*Activity*. Pictures stay out; everything else in the records below is to be repeated exactly.

*Provided data*.
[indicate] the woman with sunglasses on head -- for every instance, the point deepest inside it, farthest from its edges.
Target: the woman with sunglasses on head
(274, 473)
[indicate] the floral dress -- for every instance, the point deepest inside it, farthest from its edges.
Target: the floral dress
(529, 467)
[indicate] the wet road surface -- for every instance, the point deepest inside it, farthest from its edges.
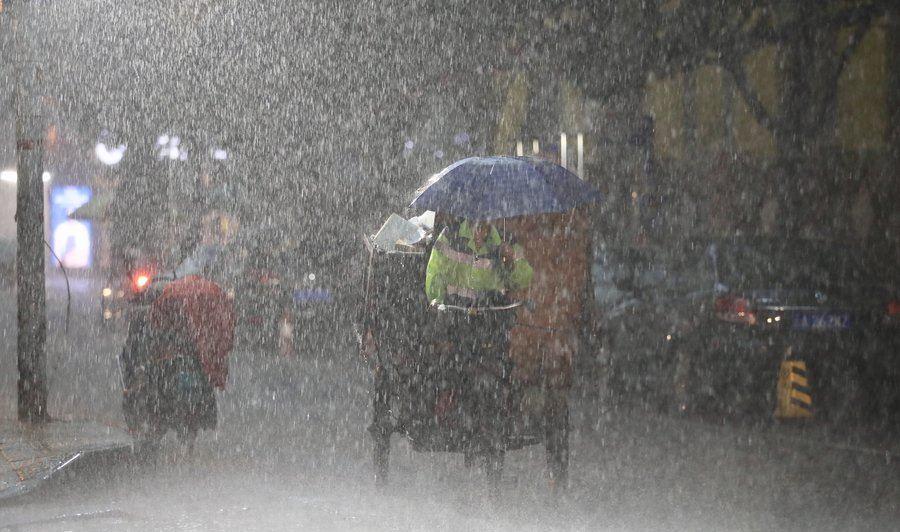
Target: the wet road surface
(292, 452)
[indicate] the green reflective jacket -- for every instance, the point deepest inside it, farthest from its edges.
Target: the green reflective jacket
(457, 267)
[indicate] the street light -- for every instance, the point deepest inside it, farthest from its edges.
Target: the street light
(110, 156)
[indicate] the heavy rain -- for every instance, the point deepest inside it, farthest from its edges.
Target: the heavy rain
(449, 265)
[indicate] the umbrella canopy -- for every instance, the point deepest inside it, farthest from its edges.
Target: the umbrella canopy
(203, 308)
(487, 188)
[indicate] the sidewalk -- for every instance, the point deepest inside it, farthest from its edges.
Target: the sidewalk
(31, 455)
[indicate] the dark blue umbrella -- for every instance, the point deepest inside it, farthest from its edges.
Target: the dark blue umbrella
(487, 188)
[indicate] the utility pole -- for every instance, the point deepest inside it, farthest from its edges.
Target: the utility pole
(31, 296)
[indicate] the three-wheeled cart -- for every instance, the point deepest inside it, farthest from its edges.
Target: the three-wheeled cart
(439, 399)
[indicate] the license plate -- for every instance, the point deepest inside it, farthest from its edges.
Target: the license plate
(316, 295)
(821, 321)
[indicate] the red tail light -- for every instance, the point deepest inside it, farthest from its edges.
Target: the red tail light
(140, 280)
(735, 310)
(894, 309)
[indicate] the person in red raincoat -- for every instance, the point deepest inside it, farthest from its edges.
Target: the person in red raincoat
(179, 357)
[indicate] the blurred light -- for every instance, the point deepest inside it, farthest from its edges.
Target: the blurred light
(110, 156)
(141, 281)
(563, 150)
(579, 146)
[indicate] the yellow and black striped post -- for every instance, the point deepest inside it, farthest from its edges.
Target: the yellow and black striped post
(794, 392)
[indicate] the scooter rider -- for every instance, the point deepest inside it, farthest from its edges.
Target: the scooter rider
(472, 270)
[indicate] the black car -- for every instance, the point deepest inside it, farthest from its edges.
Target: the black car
(750, 326)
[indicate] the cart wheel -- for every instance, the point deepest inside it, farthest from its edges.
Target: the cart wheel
(493, 470)
(381, 427)
(557, 445)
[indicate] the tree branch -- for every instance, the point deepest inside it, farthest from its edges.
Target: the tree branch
(754, 104)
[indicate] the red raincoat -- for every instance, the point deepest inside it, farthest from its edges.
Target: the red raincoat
(209, 316)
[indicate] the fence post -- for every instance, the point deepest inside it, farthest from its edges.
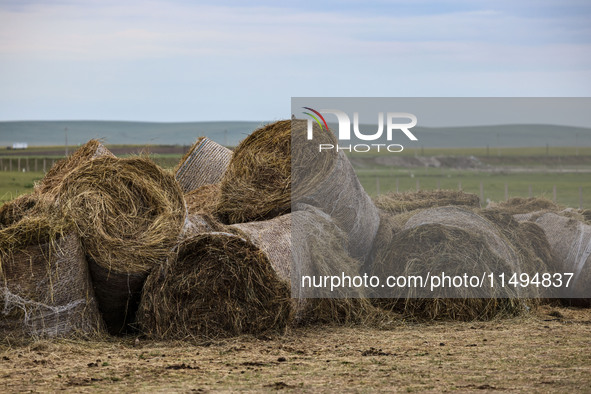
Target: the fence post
(481, 193)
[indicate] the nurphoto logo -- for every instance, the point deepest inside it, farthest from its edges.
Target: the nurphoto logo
(344, 130)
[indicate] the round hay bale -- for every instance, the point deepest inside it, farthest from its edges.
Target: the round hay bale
(437, 248)
(278, 160)
(471, 222)
(45, 288)
(570, 242)
(129, 214)
(51, 182)
(258, 182)
(308, 242)
(218, 285)
(422, 199)
(203, 199)
(204, 164)
(26, 205)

*Answer for the task*.
[indicate] the woman with sunglasses on head -- for every instance, the point deepest inside it, farthest from its edges.
Target: the woman with sunglasses on head
(274, 473)
[indicate] the floral dress -- for every instance, the point deepest inside it, farthest from its edges.
Target: the floral dress
(529, 467)
[indicate] the wet road surface -- for every instance, the point deepest inside it, farthest from its edges.
Target: the wet road surface
(292, 452)
[indicate] the green reflective jacket -- for every instance, the point deepest inside it, farthest from its edges.
Target: the green reflective jacket
(457, 267)
[indicate] the street light -- for every instance, the point deepest inside it, farthest from its edges.
Target: the street light
(110, 156)
[indicate] the heavy rain -- for every instance, the point deepest inside it, farthest from its edges.
Target: the heavy rain
(449, 265)
[indicate] the umbrella canopy -- for every instance, the point deepest inside it, farthest from its edges.
Target: the umbrella canopy
(203, 308)
(487, 188)
[indicate] the sidewalk -- for every instance, the point deepest inside it, farthest from its edges.
Target: the sidewalk
(31, 455)
[indicate] the dark blue umbrella -- for every instance, the point deepest inside it, farthest from its edges.
Target: the dark blue umbrella
(487, 188)
[indicate] the utility pole -- for every instance, the point deepest inside it, farthest from its edges.
Target: the utility pole
(31, 296)
[indicate] the three-wheeled cart -- for every instance, the point deepest inside it, farthest from its edges.
Target: the three-wheeled cart
(439, 399)
[indicate] the license plate -- for every instance, the point deepest inside it, farthest from its edges.
Target: the license plate
(316, 295)
(821, 321)
[indicate] the red tail light -- for every instance, the point deepest inside it, farthest from its edges.
Target: the red tail light
(140, 280)
(735, 310)
(894, 309)
[indicate] the person in red raincoat -- for every instance, the point deepest inside it, farthest from its edges.
Target: the person in red raincoat
(179, 357)
[indicate] the blurred light -- for every instance, the point deepest inside it, farthest from its edges.
Target: the blurred light
(110, 156)
(141, 281)
(563, 150)
(579, 146)
[indicate] the yellow and black striped post -- for every instance, the point deepest inside it, farthest from its edges.
Target: the yellow and black striped post
(794, 392)
[indicate] the scooter rider -- for every instance, the point deepest inside it, farthest from its edges.
Target: the scooter rider
(472, 270)
[indicate] the black car -- for every instance, the point deepest inside it, farthest from its edges.
Target: the black car
(750, 326)
[indicate] the cart wheel -- for every instance, the point deepest inside it, farthest from its edges.
Target: the cart wheel
(493, 470)
(381, 427)
(557, 445)
[indicate] the tree branch -- for every instance, the point deepest inside it, farthest from its edges.
Target: the tree branch
(754, 104)
[indicate] the red raincoat -- for every instance, the point deepest inside it, farthest from its edges.
Target: the red raincoat
(209, 316)
[indicate] the fence post -- for every instance, the point deepest inside it, farthest from its edges.
Target: the fence post
(481, 193)
[indicate] the nurphoto logo -- for every instance, the point deepest inside it, farthest from its edges.
Target: the nurphoto logo
(344, 130)
[indicate] the round hay bale -- for every instance, the point deepest inside it, farthest from its edges.
Target: the round hay bale
(437, 248)
(278, 160)
(471, 222)
(45, 288)
(570, 242)
(129, 214)
(51, 182)
(258, 182)
(308, 242)
(218, 285)
(422, 199)
(203, 199)
(204, 164)
(26, 205)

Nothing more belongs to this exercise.